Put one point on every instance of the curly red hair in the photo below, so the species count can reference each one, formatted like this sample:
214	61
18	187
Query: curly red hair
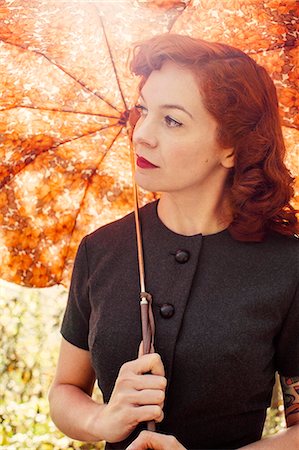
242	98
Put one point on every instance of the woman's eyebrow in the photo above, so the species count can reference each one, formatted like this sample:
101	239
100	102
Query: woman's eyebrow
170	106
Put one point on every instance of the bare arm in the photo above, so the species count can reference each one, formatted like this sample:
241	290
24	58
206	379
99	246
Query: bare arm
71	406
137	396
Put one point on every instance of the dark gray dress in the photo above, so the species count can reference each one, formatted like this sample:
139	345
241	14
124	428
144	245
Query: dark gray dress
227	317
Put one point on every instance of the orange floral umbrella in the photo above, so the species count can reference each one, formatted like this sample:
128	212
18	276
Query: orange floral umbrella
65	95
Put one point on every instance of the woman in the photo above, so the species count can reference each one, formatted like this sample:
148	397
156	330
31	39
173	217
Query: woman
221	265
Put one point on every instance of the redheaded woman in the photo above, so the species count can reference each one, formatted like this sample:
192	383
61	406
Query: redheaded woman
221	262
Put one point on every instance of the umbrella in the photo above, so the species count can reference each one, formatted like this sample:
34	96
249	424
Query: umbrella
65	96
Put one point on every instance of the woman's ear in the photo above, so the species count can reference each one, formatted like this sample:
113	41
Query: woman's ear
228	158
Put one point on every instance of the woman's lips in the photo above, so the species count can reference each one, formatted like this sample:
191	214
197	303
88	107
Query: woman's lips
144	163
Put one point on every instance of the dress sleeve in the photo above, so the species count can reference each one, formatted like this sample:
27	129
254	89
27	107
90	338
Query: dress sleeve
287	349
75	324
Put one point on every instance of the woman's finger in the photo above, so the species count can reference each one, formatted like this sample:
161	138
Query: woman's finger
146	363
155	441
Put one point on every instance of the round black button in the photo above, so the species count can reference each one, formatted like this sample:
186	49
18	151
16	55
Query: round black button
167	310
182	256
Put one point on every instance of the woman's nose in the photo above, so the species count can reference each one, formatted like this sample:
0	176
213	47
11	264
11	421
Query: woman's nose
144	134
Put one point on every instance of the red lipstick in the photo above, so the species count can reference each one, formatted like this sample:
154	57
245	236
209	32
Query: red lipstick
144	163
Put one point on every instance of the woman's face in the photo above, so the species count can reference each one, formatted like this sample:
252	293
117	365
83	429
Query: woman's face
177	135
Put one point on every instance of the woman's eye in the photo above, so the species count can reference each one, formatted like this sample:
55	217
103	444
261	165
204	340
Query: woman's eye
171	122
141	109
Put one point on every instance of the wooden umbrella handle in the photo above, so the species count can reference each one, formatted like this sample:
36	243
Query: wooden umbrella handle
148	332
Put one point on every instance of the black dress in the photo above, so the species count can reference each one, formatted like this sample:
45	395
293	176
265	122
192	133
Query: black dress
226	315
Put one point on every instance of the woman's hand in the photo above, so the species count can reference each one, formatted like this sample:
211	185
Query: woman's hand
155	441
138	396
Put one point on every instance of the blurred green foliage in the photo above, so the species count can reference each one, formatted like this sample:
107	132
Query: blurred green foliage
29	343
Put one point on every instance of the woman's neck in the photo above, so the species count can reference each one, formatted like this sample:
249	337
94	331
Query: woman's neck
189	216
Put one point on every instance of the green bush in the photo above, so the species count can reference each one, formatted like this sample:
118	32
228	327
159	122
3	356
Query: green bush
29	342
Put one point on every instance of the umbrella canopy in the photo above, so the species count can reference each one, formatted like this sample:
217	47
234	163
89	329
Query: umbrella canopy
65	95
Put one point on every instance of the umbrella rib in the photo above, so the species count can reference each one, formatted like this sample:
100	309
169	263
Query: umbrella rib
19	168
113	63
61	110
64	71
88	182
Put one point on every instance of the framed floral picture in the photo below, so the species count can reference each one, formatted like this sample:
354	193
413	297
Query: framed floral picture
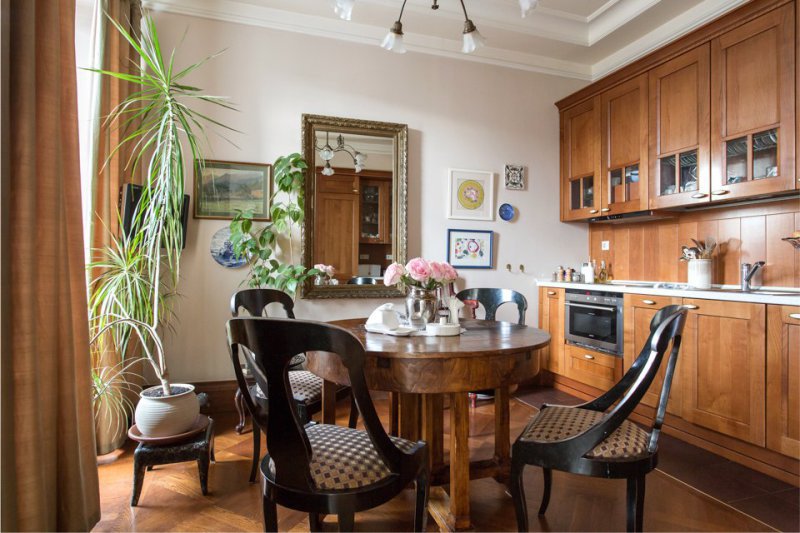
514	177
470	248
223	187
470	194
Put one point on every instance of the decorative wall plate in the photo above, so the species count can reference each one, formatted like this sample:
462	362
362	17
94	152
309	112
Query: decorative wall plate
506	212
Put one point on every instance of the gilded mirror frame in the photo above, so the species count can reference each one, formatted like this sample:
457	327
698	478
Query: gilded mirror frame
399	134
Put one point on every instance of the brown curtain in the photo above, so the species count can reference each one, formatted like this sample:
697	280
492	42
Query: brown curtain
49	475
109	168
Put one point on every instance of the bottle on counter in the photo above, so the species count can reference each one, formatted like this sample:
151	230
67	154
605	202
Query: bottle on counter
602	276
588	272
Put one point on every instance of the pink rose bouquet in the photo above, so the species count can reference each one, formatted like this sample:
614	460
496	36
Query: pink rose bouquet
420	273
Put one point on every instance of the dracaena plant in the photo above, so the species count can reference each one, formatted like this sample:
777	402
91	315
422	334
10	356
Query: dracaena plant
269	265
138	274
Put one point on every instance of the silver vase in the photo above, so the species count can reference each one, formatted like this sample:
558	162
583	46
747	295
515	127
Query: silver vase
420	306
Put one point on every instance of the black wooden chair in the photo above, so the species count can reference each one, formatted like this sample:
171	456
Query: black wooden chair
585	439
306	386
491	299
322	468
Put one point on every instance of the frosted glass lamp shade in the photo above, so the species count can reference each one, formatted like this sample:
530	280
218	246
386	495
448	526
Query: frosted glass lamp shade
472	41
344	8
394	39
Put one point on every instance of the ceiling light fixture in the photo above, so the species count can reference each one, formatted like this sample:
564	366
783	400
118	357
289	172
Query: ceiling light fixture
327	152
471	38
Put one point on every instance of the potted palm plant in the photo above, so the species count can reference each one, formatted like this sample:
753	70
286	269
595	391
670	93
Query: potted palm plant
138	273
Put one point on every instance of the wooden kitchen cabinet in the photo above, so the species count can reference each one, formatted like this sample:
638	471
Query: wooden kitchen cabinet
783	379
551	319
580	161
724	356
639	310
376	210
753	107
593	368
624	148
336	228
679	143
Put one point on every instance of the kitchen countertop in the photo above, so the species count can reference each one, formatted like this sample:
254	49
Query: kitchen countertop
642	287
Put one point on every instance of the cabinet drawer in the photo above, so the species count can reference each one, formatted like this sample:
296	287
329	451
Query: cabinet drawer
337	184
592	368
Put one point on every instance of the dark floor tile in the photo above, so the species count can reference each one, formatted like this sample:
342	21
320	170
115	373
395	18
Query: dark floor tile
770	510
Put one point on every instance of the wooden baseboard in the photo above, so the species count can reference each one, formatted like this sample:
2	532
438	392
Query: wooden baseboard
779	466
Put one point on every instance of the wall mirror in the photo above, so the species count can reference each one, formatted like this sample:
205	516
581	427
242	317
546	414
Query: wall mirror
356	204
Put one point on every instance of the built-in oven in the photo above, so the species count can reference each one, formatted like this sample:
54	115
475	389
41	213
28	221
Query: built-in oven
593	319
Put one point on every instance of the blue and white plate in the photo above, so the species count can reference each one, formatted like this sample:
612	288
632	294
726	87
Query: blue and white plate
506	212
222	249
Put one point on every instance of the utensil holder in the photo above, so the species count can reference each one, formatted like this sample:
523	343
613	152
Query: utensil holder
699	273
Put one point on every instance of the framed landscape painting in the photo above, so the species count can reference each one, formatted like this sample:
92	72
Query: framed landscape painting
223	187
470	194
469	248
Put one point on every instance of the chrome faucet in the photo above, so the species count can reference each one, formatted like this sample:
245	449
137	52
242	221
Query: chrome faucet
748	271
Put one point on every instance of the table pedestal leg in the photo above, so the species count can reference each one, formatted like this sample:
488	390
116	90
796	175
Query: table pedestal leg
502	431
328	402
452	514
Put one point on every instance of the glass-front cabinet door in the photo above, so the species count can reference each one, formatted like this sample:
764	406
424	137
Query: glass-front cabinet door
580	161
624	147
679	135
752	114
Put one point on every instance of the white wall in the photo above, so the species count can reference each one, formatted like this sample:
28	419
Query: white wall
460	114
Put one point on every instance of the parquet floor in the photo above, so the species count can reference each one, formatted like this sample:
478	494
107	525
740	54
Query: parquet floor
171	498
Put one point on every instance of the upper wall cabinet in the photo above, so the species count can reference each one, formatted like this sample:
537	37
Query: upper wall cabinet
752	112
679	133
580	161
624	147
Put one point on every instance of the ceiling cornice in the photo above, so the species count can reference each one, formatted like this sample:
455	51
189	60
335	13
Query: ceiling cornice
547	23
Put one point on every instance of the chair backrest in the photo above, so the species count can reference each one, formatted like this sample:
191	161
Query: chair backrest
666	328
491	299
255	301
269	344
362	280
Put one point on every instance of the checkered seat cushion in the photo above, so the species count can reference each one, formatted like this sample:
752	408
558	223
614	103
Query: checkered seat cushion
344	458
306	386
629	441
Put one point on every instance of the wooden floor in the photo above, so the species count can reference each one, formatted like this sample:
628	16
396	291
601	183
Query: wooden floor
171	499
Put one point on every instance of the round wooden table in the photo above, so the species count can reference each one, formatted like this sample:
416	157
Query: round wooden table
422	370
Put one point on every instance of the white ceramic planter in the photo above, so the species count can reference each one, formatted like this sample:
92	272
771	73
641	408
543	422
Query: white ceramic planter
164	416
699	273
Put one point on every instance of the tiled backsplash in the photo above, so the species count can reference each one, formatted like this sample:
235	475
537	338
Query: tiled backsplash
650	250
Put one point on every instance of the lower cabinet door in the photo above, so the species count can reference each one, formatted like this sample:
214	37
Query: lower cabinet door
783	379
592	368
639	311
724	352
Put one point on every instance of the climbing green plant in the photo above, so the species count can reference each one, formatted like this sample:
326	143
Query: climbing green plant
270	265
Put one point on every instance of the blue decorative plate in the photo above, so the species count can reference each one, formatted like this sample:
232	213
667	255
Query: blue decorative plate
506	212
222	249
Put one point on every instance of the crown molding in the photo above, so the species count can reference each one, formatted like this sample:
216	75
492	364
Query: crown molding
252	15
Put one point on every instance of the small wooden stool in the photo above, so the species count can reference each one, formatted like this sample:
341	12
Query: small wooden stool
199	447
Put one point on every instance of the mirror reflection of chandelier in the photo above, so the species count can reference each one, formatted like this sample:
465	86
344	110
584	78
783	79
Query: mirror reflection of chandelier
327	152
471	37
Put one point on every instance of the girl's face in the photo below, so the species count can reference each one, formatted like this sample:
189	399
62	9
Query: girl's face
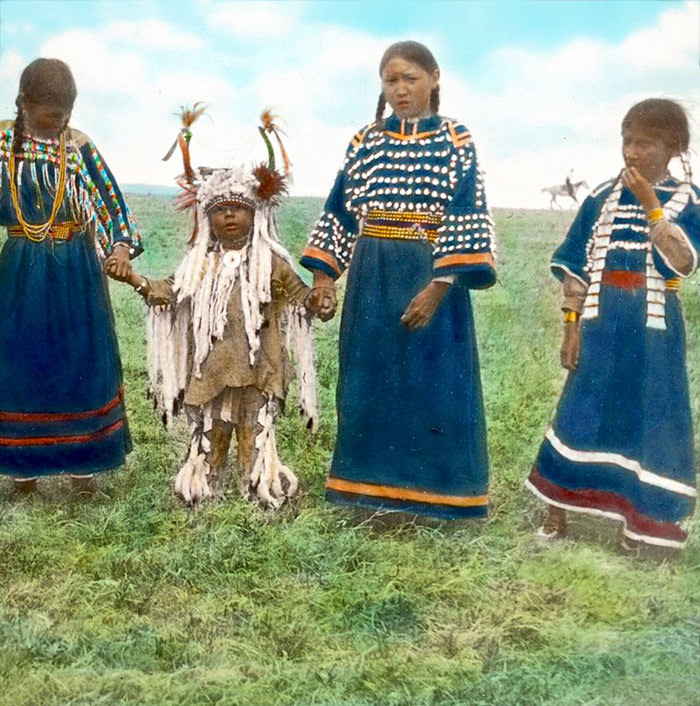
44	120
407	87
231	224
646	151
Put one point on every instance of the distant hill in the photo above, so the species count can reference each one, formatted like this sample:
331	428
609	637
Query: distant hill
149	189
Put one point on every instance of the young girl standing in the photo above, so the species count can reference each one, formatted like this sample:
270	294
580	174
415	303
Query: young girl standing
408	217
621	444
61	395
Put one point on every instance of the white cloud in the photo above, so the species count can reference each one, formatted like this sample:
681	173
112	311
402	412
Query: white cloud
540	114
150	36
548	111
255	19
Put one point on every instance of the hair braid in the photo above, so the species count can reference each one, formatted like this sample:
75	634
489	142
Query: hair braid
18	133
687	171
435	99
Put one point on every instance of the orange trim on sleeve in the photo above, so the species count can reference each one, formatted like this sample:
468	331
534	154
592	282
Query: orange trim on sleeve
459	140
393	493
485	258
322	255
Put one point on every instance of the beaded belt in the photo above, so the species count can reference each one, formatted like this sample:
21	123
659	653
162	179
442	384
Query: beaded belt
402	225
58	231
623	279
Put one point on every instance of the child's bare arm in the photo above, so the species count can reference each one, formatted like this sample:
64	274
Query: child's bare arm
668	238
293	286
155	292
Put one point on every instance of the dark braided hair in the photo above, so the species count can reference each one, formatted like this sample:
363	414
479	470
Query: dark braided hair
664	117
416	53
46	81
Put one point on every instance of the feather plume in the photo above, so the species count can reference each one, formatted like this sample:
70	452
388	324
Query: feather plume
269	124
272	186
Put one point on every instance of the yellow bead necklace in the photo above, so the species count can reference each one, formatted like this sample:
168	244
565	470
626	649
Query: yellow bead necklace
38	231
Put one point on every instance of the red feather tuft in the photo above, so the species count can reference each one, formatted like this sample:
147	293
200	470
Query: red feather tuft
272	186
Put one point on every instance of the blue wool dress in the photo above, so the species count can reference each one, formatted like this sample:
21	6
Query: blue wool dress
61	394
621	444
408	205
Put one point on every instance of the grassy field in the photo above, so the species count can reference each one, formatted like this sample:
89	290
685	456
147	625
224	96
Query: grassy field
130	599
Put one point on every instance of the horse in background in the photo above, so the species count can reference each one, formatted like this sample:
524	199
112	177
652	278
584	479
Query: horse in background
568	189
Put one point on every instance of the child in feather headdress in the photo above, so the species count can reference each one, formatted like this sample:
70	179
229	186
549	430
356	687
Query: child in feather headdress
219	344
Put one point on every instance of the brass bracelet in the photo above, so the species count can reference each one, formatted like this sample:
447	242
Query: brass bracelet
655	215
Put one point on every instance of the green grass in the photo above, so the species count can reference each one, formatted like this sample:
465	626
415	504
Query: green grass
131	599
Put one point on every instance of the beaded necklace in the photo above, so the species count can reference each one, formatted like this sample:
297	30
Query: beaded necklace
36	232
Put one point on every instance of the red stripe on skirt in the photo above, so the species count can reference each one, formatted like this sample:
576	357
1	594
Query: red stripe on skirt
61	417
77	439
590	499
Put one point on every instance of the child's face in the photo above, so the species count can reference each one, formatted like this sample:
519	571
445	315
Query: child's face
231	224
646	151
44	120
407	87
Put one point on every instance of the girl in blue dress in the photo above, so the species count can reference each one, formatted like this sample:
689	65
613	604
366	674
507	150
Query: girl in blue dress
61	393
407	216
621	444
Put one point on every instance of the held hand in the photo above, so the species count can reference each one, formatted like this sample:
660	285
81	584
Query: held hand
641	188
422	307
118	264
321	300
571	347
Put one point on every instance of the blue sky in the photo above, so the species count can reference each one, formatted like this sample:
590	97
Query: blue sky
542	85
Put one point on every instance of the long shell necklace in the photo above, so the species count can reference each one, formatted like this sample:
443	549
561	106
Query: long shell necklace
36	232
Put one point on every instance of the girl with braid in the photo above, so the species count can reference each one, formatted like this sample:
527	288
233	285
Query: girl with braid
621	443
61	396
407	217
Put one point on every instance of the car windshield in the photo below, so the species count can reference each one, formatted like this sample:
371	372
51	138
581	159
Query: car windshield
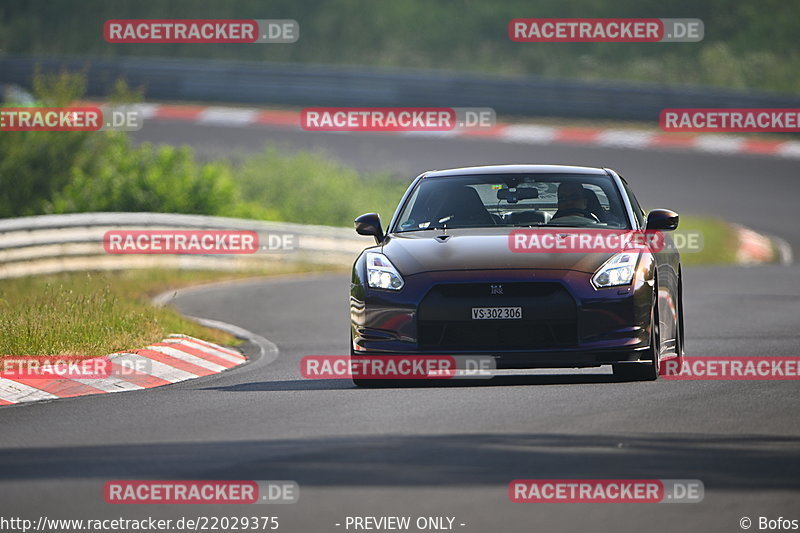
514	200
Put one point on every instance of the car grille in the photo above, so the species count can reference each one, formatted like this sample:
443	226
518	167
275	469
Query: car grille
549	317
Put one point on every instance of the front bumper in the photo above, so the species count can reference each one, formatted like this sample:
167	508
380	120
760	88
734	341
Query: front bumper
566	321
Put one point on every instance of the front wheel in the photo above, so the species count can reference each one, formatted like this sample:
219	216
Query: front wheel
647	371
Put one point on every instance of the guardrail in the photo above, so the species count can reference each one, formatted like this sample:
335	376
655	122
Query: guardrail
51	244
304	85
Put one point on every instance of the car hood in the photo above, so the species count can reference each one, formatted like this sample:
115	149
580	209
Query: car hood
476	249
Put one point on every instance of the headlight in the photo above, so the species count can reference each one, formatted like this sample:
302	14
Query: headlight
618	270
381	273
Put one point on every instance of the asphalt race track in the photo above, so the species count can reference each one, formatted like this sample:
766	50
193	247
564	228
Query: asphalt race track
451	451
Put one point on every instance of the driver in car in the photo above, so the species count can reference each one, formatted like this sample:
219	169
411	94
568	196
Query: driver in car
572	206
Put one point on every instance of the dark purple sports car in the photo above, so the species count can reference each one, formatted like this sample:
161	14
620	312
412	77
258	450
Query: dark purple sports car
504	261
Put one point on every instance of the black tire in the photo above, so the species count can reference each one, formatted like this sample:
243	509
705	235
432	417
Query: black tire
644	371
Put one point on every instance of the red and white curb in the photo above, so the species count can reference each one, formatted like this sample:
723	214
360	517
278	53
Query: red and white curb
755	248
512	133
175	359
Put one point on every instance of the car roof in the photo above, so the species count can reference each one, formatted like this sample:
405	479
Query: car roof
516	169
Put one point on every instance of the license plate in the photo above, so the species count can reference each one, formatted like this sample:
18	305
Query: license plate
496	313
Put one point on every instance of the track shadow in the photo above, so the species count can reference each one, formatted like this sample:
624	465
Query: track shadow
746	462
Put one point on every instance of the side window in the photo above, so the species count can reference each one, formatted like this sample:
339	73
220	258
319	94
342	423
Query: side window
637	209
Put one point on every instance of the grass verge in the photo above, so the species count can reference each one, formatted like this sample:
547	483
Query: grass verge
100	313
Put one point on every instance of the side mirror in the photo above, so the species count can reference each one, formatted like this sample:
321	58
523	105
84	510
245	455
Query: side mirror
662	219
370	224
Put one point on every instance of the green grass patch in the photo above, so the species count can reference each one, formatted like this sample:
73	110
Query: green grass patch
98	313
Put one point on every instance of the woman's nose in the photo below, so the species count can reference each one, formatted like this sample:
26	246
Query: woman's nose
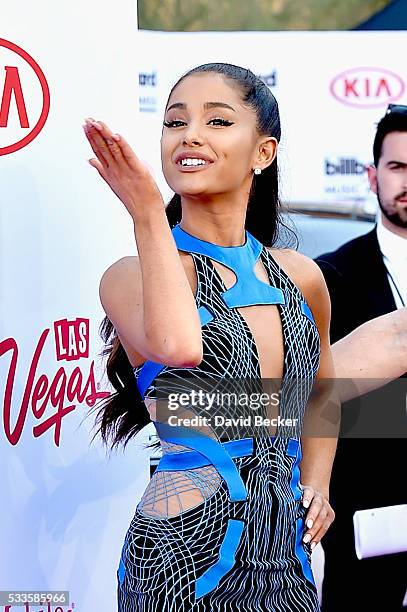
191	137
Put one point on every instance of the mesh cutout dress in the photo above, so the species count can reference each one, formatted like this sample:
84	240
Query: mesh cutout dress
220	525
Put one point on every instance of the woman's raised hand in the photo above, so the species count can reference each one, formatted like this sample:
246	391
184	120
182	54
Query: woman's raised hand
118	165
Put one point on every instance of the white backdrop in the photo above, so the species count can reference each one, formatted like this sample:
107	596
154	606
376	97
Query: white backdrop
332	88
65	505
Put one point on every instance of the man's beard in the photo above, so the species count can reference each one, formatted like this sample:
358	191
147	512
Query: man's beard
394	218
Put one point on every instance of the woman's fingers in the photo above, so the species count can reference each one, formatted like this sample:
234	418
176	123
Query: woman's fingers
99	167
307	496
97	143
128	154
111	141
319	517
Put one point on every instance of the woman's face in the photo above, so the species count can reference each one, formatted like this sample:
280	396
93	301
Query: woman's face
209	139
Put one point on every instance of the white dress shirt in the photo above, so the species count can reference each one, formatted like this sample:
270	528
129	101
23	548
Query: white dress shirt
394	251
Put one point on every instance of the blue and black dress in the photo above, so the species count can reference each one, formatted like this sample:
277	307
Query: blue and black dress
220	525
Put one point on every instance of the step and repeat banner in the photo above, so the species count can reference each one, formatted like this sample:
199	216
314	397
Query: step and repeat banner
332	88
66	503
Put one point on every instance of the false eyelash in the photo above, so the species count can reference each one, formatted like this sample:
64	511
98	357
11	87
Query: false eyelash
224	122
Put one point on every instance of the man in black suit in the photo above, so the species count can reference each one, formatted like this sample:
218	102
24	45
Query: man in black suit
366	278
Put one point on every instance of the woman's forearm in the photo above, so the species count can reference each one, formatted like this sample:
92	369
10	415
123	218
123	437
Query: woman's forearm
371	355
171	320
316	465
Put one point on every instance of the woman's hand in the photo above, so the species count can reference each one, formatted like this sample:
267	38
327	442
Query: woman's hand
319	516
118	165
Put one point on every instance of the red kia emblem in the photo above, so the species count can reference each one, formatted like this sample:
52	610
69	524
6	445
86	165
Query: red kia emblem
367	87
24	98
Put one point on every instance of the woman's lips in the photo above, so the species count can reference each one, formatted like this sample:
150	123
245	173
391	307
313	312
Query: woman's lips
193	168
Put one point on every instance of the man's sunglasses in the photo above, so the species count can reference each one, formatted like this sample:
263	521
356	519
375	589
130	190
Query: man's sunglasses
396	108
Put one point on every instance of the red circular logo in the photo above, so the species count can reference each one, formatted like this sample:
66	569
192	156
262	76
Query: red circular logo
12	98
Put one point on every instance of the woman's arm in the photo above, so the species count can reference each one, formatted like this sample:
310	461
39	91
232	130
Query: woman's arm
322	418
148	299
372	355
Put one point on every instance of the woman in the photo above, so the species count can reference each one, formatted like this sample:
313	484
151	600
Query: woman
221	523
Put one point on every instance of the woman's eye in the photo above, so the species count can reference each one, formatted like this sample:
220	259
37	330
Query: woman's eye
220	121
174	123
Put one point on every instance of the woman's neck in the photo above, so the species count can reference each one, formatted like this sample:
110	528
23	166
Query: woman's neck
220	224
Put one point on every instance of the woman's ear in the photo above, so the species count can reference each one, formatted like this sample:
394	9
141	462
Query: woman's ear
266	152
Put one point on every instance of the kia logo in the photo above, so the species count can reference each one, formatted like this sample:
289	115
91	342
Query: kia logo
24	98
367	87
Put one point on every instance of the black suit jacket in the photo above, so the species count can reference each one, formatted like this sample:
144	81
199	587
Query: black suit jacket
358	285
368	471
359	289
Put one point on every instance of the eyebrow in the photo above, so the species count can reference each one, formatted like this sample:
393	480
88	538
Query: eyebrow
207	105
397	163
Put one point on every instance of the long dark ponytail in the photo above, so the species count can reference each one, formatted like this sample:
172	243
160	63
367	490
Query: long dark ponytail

Task prompt: Search the data for the string "below" and copy every line where it appears.

Exercise solution:
Put one point on every instance of the curly red hair in the photo below, so the species count can reference each one, formatted like this sample:
Put one point on every instance of the framed floral picture in the photo below, so the species count can reference each one, formatted like this sample:
Put one point on every instance of the girl's face in the photo below, so the species count can reference each one, formatted like this sample:
Put one point on every instance of the car windshield in the photo below, so the species count can reference each one, formatted like this sample:
Put one point on every instance of the woman's nose in the photo below, so the species count can reference each one, formatted like this sample:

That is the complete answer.